-- SOURCE EXTRACT --
○ ○ ○

For proponents of capitalizing black, there are grammatical reasons — it is a proper noun, referring to a specific group of people with a shared political identity, shaped by colonialism and slavery. But some see it as a moral issue as well.
It confers a sense of power and respect to black people, who have often been relegated to the lowest rungs of society through racist systems, black scholars say.
“Race as a concept is not real in the biological sense, but it’s very real for our own identities,” said Whitney Pirtle, an assistant professor of sociology specializing in critical race theory at the University of California, Merced. “I think that capitalizing B both sort of puts respect to those identities, but also alludes to the humanities.”
Vilna Bashi Treitler, a professor of black studies at the University of California, Santa Barbara, said that racial categories were fabricated, created to denigrate people considered to be nonwhite. Black and white are adjectives, not proper nouns to be capitalized, she said, calling a term like “African descendant” a more appropriate way to characterize black people.

○ ○ ○

-- DATA PROVIDED --
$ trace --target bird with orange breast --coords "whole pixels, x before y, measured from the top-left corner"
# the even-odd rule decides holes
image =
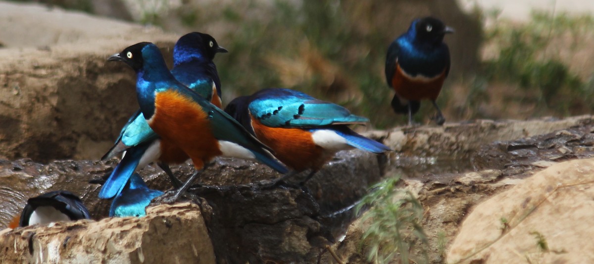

○ ○ ○

Copy out the passage on capitalizing black from "For proponents of" to "black scholars say.", inclusive.

-- RESPONSE --
For proponents of capitalizing black, there are grammatical reasons — it is a proper noun, referring to a specific group of people with a shared political identity, shaped by colonialism and slavery. But some see it as a moral issue as well.
It confers a sense of power and respect to black people, who have often been relegated to the lowest rungs of society through racist systems, black scholars say.